--- START ---
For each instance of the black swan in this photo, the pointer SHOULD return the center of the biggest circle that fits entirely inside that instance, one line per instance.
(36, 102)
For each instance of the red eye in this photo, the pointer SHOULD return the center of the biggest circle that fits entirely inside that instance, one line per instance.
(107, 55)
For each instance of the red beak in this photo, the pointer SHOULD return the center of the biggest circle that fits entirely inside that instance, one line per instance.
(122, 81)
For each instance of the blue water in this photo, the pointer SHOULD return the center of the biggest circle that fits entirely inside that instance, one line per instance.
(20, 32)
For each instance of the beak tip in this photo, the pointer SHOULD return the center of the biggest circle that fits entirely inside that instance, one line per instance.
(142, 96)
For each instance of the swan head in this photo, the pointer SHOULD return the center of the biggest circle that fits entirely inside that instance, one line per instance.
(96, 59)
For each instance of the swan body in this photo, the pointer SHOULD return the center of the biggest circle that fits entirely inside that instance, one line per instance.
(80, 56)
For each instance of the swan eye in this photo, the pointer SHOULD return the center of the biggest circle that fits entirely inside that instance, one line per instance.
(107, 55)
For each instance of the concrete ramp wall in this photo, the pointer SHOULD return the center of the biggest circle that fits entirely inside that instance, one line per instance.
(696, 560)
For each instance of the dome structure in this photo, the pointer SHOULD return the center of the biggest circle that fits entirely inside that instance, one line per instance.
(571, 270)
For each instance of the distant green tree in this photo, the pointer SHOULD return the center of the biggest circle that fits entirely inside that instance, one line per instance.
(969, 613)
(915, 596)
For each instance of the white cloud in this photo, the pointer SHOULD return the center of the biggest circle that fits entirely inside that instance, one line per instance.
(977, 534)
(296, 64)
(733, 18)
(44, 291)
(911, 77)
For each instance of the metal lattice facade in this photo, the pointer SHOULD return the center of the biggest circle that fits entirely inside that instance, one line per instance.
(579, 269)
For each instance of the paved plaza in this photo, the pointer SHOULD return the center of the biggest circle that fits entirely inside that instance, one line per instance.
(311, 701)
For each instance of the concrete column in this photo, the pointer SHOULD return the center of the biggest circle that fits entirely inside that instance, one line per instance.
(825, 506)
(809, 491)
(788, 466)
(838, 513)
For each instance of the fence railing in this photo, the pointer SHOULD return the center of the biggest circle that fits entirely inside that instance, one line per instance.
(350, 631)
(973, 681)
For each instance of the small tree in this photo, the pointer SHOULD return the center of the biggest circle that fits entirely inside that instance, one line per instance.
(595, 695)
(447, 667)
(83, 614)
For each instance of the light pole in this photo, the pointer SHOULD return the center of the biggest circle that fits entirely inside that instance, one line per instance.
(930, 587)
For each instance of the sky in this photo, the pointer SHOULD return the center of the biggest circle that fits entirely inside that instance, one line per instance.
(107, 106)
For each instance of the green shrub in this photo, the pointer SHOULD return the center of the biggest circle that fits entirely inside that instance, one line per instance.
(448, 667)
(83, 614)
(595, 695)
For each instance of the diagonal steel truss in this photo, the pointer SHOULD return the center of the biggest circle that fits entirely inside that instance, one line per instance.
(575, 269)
--- END ---
REQUIREMENT - Write out the whole listing exactly.

SOLUTION TO THE EXERCISE -
For each instance of the black swan in this photo, the pointer SHOULD return the center of the biggest circle that fits entirely inside that instance, one line per instance.
(36, 102)
For each instance of the red eye in this photo, the pointer SHOULD return the center of the biggest circle that fits entirely inside that instance, one line per instance.
(107, 55)
For each instance of the red beak in this photo, the pointer SHOULD return the center of the biggest circle that fits entirely inside that instance, one line per instance.
(122, 81)
For each instance of the blue water in this photo, the pointer SHOULD return the center of the biggest circle that fits entirely inside that instance, one line per instance.
(20, 32)
For each instance of the beak tip in this photo, the pointer SHOULD return the center of the biggest circle that fits entirely inside that instance, one line per instance.
(142, 96)
For each instance of the swan head in this photo, the pointer SHOULD return the center of the biggest circle that fits entirely inside that instance, one line per instance.
(96, 59)
For each instance of the swan body in this photo, the pointer SHOULD return the center of the biggest circle that fits entirely inside that instance, one line per instance.
(80, 56)
For each instance of the swan eye in this photo, the pointer SHOULD return the center of the biggest circle that fits entirely inside that instance, one line per instance.
(107, 55)
For each instance of the concrete ramp wall in this photo, the pointer SHOULD return the center of the biggest circle that fits entirely inside that instance, one line per instance.
(696, 560)
For each instance of the dome structure in this photo, the pointer SHOULD return the center of the biggest circle that fits entirely inside that instance, one line per instance.
(571, 270)
For each instance of the distant green tree in this photo, the pointer SHOULD return the center of the biggest circle that fits entirely inside that instance, one line per instance.
(969, 613)
(915, 596)
For each instance of the white cloud in this photo, the pointer SHOULD return the center of the biggest circle that fits entirely inside that instance, one line per instance.
(977, 534)
(296, 64)
(733, 18)
(44, 291)
(911, 77)
For each instance of the metal lattice facade in this photo, the pointer SHOULD return the center of the biggest circle that fits entirely inside that instance, one line per instance.
(579, 269)
For each instance of the paved plaza in this photo, the pointer SHOULD return the center of the biggest circle that fits entirely inside that instance, one line per instance.
(311, 701)
For each instance of the concrete column in this photo, the pointer SHOULD return the center of the biggest circle that fits entirely inside that instance, one line per instance.
(825, 506)
(809, 491)
(788, 466)
(838, 513)
For each instance of the fence railing in this photo, the pointer SHOULD return the center of the biggest circle that fits entirely inside that instance, one line per instance.
(350, 631)
(973, 681)
For each instance of the small tree in this photo, the pointer SHOULD return the center of the biggest circle that fits entirely inside that instance, one line per instance.
(595, 695)
(447, 667)
(83, 614)
For each instance of the light pole in this photo, the pointer SHOULD return the center of the biggest circle that fits entirely inside that instance, one line per instance.
(930, 587)
For each instance of the sky in this photo, the pointer SHOULD return the center of the biggest circle that fits entirely inside that instance, one line per instance.
(107, 106)
For each instance of the green shrub in this photo, the pointer SHOULD return the center of the biggest circle that fits entirely inside that instance, one line per instance.
(448, 667)
(83, 614)
(595, 695)
For each instance of the diagonal steel truss in this photo, the pointer SHOULD return the center of the biggest circle that fits entirely inside that instance, one line per instance.
(575, 269)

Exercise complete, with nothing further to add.